- [WORK ORDER]
An identical copy of all records below is to be written out.

- [TASK INPUT]
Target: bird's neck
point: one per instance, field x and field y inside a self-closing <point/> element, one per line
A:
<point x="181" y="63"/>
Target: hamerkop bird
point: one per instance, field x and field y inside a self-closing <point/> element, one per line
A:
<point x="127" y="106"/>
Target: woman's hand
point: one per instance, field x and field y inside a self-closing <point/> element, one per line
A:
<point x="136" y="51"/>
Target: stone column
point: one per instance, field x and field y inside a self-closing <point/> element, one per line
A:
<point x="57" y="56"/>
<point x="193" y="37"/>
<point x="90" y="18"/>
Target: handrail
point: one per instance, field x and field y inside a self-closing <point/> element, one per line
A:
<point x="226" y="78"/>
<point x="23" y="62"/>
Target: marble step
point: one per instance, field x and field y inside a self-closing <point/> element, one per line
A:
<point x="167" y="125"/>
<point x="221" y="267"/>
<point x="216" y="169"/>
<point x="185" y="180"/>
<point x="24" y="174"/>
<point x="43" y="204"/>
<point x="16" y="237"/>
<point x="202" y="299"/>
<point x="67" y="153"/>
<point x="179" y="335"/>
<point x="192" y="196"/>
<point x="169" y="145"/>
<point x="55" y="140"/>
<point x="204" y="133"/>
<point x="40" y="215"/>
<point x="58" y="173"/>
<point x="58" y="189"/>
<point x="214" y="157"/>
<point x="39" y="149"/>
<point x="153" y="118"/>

- [SOLUTION TO THIS TASK]
Target: bird's neck
point: one per instance, field x and field y inside a self-closing <point/> element, one per line
A:
<point x="181" y="63"/>
Target: hamerkop bird
point: one per instance, field x and field y inside a self-closing <point/> element, one per line
A:
<point x="127" y="106"/>
Target: woman's hand
point: one per instance, field x and field y inside a self-closing <point/> element, one per line
A:
<point x="136" y="51"/>
Target: stone column
point: one per instance, field x and field y inside a self-closing <point/> element, one per line
A:
<point x="57" y="56"/>
<point x="193" y="37"/>
<point x="90" y="18"/>
Target: handrail
point: one per instance, field x and field y inside a self-closing <point/> element, one per line
A:
<point x="226" y="78"/>
<point x="23" y="62"/>
Target: marble step
point: one per instance, field x and field y inside a self-closing <point/> element, one per line
A:
<point x="167" y="125"/>
<point x="221" y="267"/>
<point x="216" y="169"/>
<point x="185" y="180"/>
<point x="24" y="174"/>
<point x="43" y="204"/>
<point x="16" y="237"/>
<point x="202" y="299"/>
<point x="67" y="153"/>
<point x="179" y="335"/>
<point x="192" y="196"/>
<point x="169" y="145"/>
<point x="55" y="140"/>
<point x="204" y="133"/>
<point x="40" y="215"/>
<point x="58" y="173"/>
<point x="58" y="189"/>
<point x="214" y="157"/>
<point x="39" y="149"/>
<point x="153" y="118"/>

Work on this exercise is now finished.